# [DOCUMENT]
============================================================

Then there are the paths that appeared without warning. The ones that don’t follow logic or planning, but necessity. Like the shortcuts pedestrians make across grass when the designed walkways fail them. These routes sprang up where no road had been intended. Awkward at first. Barely visible. Born of urgency, not choice.

Farther out, I can see walkways that were once wild and unknown to me. Terrain I never imagined entering. Over time, my walking has worn them down. What was once unfamiliar now holds the imprint of repetition. These paths are becoming permanent, their lines darkening, their direction clarifying. They are no longer accidents. They are part of the pattern.

From here, I can see how the tapestry has changed as I have changed. The early weave is survival. The later weave shows skill—not mastery, but familiarity. An understanding of tension. Of which threads must hold, and which can loosen without the whole thing coming undone.

I am still walking.
The ruins remain.
My pattern continues to form.

On Where Grief Lives

Lake Michigan – December 2025. Photo by author.

The pain of ordinary days is where grief actually lives. Anniversaries get language. Holidays get permission. Birthdays have witnesses. Ordinary days are the long haul. They’re the place where love proves it isn’t dependent on ceremony.

The long work is showing up on those ordinary days that hurt in unremarkable ways. It’s discovering that grief doesn’t just live in certain days – it lives in grocery aisles, in empty hours, in moments where nothing is wrong and everything still is.

And I am doing it. Not heroically. Not neatly. But faithfully. That counts. There’s a wisdom that only comes from these stretches: where I stop asking “why does this still hurt so much” and start remembering “oh… this is the terrain now”. Not as surrender. As knowledge. As familiarity with the path.

The holidays hurt loudly. They announce themselves. I brace. I armor up. But the ordinary days? They’re sneaky. They slip past the guard I didn’t realize I’d lowered once the calendar stopped shouting. There’s no ritual for them, no advanced notice that says today will hurt. And yet – there it is. A steady beat on my chest in rhythm with the waves breaking on the shore. Melancholy with stamina.

This is when I’m drawn to the lake. The stark beauty settles into my bones, mirrors something stripped and honest inside me. There’s also something cruelly honest about this stretch. The decorations are down. The world has moved on. And I’m left with the truth: this is what it’s like to carry her on a random Monday. No witnesses. No scripts. Just me and the ache.

The “winter shore me” is allowed to move slowly. To stare at nothing. To feel the ache without explaining it or fixing it. Even the lake rests under ice for a while. That isn’t giving up. This is how I remain.

On The Gift Of Darkness

Photo taken by author.

============================================================

# [SUPPLIED RECORDS]
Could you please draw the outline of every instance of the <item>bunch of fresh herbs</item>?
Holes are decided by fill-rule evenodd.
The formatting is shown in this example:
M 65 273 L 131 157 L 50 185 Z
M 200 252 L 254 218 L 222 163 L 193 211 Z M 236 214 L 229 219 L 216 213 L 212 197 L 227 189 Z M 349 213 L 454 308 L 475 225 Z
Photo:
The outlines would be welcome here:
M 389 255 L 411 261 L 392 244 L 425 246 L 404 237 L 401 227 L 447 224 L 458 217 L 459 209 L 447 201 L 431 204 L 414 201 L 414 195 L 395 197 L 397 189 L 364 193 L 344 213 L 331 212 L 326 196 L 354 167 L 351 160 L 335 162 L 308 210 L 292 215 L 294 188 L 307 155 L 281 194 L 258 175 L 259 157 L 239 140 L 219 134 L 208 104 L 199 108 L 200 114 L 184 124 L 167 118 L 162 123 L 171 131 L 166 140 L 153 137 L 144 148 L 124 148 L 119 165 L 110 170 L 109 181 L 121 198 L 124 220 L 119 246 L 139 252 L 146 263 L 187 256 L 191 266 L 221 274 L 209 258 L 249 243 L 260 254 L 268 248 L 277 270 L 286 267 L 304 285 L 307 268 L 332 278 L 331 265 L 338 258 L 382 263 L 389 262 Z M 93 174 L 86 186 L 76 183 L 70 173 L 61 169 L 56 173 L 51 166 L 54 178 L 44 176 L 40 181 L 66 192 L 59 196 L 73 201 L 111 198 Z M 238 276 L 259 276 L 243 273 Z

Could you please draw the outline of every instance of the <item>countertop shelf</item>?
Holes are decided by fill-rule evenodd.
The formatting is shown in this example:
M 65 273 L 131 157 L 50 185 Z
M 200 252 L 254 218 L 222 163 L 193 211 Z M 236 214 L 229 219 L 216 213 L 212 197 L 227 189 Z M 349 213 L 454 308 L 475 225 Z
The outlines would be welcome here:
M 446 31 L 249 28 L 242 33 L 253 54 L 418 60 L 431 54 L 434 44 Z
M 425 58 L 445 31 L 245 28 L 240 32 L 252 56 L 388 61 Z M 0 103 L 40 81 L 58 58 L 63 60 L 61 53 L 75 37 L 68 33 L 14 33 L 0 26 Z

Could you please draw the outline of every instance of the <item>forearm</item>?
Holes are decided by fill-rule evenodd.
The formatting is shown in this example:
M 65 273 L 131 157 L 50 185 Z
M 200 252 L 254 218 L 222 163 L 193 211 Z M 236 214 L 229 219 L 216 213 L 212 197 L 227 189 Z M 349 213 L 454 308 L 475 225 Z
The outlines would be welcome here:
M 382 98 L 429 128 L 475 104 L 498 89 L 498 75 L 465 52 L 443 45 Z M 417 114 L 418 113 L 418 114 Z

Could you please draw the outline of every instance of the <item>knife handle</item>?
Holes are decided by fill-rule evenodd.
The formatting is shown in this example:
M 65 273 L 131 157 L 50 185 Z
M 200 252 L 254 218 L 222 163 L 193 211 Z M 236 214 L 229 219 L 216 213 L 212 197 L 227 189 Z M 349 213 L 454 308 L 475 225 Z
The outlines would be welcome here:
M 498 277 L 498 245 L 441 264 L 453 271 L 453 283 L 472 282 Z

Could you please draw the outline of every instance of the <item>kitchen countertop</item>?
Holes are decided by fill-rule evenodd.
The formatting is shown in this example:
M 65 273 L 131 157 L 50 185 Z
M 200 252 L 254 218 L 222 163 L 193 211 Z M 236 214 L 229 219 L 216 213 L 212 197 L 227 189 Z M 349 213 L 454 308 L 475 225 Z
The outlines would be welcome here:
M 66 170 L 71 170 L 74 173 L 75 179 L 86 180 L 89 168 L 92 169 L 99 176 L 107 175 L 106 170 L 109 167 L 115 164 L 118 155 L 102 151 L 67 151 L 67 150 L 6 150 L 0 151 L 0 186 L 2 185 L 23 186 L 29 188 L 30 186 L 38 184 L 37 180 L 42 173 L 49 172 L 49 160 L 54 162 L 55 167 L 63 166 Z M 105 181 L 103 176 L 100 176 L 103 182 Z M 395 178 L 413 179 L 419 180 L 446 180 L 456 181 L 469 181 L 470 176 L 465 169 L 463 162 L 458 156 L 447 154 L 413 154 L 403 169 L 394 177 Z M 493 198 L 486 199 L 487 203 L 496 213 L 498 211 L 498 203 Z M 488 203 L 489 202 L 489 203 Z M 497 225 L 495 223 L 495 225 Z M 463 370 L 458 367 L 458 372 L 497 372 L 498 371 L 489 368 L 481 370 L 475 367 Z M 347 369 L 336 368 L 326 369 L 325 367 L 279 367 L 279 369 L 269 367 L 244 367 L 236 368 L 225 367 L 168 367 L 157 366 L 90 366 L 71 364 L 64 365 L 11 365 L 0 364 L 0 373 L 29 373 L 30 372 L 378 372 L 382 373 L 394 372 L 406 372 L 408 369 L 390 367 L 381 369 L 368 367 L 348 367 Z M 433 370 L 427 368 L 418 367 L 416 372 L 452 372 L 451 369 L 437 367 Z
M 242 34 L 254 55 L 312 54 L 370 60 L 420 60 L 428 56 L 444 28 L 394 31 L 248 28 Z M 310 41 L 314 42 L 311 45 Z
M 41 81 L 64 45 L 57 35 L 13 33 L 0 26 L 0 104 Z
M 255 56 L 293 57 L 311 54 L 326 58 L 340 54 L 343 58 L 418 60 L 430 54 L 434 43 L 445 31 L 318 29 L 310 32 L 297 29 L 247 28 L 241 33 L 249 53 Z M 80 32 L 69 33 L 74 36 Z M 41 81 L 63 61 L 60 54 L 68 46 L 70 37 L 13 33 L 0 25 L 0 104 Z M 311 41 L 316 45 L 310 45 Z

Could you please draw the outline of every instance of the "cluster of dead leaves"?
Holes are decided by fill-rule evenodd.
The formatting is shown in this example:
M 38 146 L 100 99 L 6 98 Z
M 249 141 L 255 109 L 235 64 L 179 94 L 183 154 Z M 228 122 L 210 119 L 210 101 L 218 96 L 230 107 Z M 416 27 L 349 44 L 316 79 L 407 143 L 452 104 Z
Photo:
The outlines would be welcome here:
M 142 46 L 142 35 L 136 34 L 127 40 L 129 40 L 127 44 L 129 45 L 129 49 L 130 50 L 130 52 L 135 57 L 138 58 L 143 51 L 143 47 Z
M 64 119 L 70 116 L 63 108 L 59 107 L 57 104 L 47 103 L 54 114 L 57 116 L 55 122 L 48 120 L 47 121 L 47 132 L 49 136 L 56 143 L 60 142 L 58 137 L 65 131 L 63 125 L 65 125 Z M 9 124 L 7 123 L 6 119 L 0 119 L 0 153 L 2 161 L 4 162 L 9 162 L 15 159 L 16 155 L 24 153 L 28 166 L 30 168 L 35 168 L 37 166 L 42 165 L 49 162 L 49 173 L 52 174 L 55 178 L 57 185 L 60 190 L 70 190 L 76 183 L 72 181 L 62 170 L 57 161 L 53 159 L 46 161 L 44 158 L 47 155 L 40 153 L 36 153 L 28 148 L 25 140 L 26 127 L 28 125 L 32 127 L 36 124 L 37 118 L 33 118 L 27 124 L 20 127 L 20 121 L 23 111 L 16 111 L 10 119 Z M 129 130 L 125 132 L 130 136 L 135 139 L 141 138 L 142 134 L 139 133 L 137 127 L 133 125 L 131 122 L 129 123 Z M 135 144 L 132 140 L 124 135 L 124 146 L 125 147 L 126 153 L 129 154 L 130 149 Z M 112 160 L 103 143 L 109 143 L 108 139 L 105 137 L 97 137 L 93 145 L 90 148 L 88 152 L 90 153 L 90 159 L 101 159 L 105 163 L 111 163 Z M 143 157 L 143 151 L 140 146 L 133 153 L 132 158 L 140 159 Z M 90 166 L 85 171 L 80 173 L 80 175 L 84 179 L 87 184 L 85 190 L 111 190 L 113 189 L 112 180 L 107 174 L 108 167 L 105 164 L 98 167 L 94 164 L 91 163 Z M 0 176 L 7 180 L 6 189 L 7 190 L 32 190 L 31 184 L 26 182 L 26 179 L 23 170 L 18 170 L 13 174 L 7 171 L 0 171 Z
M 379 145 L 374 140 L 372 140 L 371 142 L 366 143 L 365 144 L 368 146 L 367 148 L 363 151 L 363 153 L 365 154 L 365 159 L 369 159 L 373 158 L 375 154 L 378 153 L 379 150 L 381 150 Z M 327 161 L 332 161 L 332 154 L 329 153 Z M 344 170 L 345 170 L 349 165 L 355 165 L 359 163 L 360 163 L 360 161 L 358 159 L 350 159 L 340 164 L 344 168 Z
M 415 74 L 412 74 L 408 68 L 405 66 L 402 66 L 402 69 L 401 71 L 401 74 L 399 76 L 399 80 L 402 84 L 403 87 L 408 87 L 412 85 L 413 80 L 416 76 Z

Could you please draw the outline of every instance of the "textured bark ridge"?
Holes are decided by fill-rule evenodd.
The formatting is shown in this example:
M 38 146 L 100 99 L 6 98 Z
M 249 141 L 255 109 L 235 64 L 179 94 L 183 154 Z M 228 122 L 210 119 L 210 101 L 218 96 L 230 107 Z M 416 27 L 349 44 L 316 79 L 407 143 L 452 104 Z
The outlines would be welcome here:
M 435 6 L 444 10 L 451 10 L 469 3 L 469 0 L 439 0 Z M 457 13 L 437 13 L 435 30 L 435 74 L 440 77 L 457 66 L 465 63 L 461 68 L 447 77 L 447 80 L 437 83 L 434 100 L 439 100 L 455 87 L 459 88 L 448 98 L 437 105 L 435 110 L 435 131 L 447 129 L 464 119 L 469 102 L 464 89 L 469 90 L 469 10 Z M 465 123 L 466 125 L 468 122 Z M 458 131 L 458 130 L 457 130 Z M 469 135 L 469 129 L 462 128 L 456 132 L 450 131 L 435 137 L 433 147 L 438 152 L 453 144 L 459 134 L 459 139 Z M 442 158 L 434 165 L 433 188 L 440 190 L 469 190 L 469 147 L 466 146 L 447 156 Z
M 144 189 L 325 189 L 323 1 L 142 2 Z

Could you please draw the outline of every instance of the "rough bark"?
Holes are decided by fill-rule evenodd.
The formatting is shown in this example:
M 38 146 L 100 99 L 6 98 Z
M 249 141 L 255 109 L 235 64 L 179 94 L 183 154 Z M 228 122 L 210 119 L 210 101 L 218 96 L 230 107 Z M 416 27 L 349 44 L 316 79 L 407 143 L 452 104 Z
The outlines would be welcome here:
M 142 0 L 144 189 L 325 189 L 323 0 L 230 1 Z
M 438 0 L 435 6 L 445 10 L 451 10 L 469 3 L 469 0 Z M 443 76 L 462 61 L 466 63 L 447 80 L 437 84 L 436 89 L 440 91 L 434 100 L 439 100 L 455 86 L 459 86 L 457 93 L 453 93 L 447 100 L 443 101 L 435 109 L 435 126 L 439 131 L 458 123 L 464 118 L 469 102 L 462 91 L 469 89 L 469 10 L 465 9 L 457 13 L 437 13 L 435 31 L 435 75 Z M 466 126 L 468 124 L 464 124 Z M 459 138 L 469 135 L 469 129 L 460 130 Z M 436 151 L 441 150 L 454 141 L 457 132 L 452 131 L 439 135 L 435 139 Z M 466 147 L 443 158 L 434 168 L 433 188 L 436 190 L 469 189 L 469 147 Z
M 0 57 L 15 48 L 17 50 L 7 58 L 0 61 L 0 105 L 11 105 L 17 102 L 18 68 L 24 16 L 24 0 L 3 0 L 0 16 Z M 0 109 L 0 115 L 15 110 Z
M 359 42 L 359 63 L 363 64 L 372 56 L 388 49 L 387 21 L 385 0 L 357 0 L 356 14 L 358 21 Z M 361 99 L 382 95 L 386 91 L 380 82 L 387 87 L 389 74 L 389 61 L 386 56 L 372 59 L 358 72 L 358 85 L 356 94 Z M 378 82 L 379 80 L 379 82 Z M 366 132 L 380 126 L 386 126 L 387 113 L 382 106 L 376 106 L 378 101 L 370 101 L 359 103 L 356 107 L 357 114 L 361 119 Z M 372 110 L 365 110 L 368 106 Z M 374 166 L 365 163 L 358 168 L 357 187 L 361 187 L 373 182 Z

============================================================

# [WRITTEN EXERCISE]
Copy the stretch of the grief essay from "Lake Michigan –" through "everything still is." word for word.

# [EXERCISE SOLUTION]
Lake Michigan – December 2025. Photo by author.

The pain of ordinary days is where grief actually lives. Anniversaries get language. Holidays get permission. Birthdays have witnesses. Ordinary days are the long haul. They’re the place where love proves it isn’t dependent on ceremony.

The long work is showing up on those ordinary days that hurt in unremarkable ways. It’s discovering that grief doesn’t just live in certain days – it lives in grocery aisles, in empty hours, in moments where nothing is wrong and everything still is.